指定題目
將下方獵豹討論串中自「那個電影片是【我的朋友是隻豹】，英文片名是【Duma】」起、至「要每天用力的摸.......」為止（包含這兩處）的文字一字不差地抄寫出來。

來源
我記得有部影片也是有關人與獵豹的互動，而且那人類主角還是個小孩呢！

不過我也承認，只要牠對你信任不咬你，那種面對面的互動與接觸倒是有幾分的心動，摸摸尾巴還可以玩弄～～～哇！豹兒的防衛心也夠寬大的了！可別惹毛了！

那個電影片是【我的朋友是隻豹】，英文片名是【Duma】

導演也真是冒險大膽，拍隻獵豹要一個小孩作伴，好在豹兒是動物園訓養的
 :Rolling Eyes: 
大家不妨看看吧！

----------


## uoiea

看他用逗貓棒撫摸那隻豹感覺好好玩,我也好想像那樣撫摸寵物,如果我有養寵物的話我一定要每天用力的摸.......

不過那隻豹看起來感覺有點可怕

----------


## Silarce

我比較怕哪天如果他失控上社會新聞的話下場會是怎麼樣= =

----------


## Katsuya XII

獵豹：現在科技進步，連「*肉*」也進步了，不但會陪我「*玩*」、陪我「*散步*」、陪我「*睡覺*」當*棉被*耶XD

我覺得雖然獵豹很可愛，但把他訓服的乖巧溫馴，讓他失去了野生草原上的傲氣，好像讓它變成了一隻「Big Kitty」來做商業目的，我不贊同

----------


## 焰狼_天狼星

我....全部片段也看不到！哭
不過可以想像在家裡養獵豹是怎樣的！
就像養貓咪一樣！你對牠好，牠也會對你好！

為了要強化牠的肌肉，要每天開一輛跑車讓牠去追！
或者可以用跑步機！

我較想養狼！(被巴)

----------


## J.C.

影片已經更新了 現在可以正常觀賞
台灣怎麼都沒有這種節目呢

----------


## huxanya

話說這一類和人類相處習慣的動物
都不容易咬人
而且從小應該接觸過很多人類,沒啥攻擊性?
這就造成另一種可愛
好大的逗貓棒,好有趣

----------


## 鵺影

真是太可愛了...XD
感覺上那裡的獵豹可能都變成家貓了...(汗

那個藝人也挺不簡單的，
一般人對於猛獸都會有一定的警戒心，
即使相處再好也不太會過度深入互動，
那個藝人最後一起睡的時候還把獵豹的前爪拿起來玩...XD

----------


## 白額狼布雷克

獵豹不是瀕臨絕種嗎!!如果真可以養，我要養一養之後殺來昨毛皮，才怪!!不要K我!!

----------

標註物件指向條目
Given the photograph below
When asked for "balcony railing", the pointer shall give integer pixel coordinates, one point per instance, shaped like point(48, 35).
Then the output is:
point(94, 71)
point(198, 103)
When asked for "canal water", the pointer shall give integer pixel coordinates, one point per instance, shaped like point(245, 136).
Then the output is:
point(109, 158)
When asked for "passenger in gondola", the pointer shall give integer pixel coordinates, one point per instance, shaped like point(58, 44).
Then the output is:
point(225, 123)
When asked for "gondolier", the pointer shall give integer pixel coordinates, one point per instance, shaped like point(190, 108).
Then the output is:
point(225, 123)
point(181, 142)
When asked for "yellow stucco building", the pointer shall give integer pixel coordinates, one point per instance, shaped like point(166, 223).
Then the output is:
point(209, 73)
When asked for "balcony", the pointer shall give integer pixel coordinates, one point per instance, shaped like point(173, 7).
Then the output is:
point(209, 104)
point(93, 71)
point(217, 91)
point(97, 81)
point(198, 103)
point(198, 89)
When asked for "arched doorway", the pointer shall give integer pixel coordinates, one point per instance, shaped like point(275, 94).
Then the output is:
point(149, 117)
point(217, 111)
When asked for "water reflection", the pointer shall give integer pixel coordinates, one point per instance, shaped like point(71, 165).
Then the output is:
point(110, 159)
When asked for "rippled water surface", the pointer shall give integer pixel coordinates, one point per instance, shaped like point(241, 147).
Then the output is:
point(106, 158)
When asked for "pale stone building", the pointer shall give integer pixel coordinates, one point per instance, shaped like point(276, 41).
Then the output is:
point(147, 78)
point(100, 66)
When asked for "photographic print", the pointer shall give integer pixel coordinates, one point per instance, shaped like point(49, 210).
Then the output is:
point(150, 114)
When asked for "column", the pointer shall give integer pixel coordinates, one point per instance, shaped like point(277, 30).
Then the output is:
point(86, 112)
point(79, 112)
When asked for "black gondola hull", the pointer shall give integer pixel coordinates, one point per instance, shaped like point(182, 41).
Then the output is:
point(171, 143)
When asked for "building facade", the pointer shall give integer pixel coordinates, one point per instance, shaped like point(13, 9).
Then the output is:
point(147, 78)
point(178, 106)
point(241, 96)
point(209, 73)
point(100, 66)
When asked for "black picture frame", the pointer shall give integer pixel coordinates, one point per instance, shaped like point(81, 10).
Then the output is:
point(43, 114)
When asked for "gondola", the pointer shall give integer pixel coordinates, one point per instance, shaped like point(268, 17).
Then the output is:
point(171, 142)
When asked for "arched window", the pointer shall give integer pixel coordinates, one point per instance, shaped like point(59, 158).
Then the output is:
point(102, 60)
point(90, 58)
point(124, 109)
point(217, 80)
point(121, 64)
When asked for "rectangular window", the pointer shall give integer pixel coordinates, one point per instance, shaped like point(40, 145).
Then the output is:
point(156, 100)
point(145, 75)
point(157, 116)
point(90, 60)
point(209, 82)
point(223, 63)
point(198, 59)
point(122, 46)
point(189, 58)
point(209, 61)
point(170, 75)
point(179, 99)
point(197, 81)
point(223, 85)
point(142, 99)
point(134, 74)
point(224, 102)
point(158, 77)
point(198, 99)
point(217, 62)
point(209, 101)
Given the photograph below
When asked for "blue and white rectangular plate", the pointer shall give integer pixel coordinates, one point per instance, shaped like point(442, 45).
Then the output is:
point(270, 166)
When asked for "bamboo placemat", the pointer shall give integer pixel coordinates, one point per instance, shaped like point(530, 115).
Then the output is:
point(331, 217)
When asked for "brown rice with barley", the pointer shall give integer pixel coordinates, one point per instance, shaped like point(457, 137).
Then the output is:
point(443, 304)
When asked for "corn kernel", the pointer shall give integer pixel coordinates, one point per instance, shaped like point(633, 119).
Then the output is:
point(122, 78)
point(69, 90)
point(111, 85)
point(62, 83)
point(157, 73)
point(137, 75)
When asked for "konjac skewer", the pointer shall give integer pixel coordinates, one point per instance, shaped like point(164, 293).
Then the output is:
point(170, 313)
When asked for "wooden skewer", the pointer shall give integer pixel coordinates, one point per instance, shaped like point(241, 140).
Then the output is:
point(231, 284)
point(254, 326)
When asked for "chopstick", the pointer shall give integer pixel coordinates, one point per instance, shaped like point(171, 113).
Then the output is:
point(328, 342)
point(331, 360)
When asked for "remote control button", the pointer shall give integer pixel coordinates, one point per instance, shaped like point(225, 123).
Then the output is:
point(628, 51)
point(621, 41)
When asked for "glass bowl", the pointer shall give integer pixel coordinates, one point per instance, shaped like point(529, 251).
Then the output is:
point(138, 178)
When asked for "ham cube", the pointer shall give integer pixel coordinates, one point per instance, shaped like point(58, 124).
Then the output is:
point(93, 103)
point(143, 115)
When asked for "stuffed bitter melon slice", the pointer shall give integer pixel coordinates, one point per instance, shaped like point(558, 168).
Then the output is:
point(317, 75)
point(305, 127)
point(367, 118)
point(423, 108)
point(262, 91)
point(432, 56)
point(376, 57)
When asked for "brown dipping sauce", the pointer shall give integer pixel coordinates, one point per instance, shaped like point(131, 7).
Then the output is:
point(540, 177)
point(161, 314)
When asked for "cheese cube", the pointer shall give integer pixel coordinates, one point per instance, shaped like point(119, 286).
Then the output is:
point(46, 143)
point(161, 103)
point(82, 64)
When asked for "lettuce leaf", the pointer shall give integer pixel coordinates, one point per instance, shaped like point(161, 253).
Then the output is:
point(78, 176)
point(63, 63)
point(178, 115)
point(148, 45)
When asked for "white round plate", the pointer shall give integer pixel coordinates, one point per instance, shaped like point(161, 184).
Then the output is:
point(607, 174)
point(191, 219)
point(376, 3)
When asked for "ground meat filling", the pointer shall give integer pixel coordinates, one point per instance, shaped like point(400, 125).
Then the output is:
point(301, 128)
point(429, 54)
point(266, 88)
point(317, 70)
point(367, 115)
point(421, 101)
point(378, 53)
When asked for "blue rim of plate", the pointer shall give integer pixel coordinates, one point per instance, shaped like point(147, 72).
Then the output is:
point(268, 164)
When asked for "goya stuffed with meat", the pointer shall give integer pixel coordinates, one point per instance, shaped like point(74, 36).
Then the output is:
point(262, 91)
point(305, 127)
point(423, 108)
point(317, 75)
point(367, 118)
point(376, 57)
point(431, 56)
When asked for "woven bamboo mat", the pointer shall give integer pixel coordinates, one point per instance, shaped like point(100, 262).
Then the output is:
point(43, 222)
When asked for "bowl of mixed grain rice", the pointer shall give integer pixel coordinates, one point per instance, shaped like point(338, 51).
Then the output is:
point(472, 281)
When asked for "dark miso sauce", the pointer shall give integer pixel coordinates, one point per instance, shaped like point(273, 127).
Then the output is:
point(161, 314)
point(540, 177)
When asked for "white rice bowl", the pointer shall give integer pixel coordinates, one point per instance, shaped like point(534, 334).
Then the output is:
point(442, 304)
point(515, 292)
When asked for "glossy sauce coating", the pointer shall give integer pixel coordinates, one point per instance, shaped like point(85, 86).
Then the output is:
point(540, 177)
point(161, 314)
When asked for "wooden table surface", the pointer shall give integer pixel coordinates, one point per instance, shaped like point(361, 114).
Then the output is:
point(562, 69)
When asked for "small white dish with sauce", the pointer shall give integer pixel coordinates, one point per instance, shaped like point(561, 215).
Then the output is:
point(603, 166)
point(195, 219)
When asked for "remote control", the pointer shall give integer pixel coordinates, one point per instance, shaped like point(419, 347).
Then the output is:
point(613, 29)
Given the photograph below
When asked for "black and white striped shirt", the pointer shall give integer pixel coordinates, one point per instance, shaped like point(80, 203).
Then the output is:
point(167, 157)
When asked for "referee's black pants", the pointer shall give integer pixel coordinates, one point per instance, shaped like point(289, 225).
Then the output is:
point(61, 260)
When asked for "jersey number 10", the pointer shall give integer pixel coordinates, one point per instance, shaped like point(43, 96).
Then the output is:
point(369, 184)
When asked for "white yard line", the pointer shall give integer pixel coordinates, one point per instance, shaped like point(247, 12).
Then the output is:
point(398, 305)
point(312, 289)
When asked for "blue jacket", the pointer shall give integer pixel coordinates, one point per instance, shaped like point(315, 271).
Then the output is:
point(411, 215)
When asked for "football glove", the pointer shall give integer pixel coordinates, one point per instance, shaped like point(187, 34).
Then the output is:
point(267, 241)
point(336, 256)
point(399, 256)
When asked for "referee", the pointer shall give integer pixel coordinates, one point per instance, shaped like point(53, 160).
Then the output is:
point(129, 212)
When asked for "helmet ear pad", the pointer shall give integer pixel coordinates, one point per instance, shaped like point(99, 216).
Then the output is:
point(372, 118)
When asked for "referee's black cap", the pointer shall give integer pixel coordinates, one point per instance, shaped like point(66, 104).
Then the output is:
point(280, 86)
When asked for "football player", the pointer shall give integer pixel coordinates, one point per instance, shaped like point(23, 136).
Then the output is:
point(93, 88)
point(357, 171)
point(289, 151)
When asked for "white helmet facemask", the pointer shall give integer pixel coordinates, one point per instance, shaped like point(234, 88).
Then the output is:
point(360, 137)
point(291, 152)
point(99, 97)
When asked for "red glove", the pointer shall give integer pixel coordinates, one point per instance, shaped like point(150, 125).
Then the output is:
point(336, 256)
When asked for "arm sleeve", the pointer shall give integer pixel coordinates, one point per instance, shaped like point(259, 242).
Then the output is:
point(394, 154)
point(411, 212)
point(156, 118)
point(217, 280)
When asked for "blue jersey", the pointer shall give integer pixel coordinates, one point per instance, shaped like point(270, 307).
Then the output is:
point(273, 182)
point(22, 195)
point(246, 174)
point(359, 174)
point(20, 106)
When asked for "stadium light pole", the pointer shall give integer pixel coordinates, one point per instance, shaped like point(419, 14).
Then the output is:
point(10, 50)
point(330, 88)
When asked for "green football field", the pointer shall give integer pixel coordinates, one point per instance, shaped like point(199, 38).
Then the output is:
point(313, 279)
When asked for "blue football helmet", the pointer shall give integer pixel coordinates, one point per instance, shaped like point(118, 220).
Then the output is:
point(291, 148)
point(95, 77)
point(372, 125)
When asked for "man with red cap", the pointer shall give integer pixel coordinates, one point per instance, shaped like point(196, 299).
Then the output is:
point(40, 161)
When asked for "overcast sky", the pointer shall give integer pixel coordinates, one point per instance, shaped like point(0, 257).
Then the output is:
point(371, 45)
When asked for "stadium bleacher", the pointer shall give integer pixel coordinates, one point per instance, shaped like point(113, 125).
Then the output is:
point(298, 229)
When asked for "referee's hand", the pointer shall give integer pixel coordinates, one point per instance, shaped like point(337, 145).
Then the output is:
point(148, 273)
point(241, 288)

練習結果
那個電影片是【我的朋友是隻豹】，英文片名是【Duma】

導演也真是冒險大膽，拍隻獵豹要一個小孩作伴，好在豹兒是動物園訓養的
 :Rolling Eyes: 
大家不妨看看吧！

----------


## uoiea

看他用逗貓棒撫摸那隻豹感覺好好玩,我也好想像那樣撫摸寵物,如果我有養寵物的話我一定要每天用力的摸.......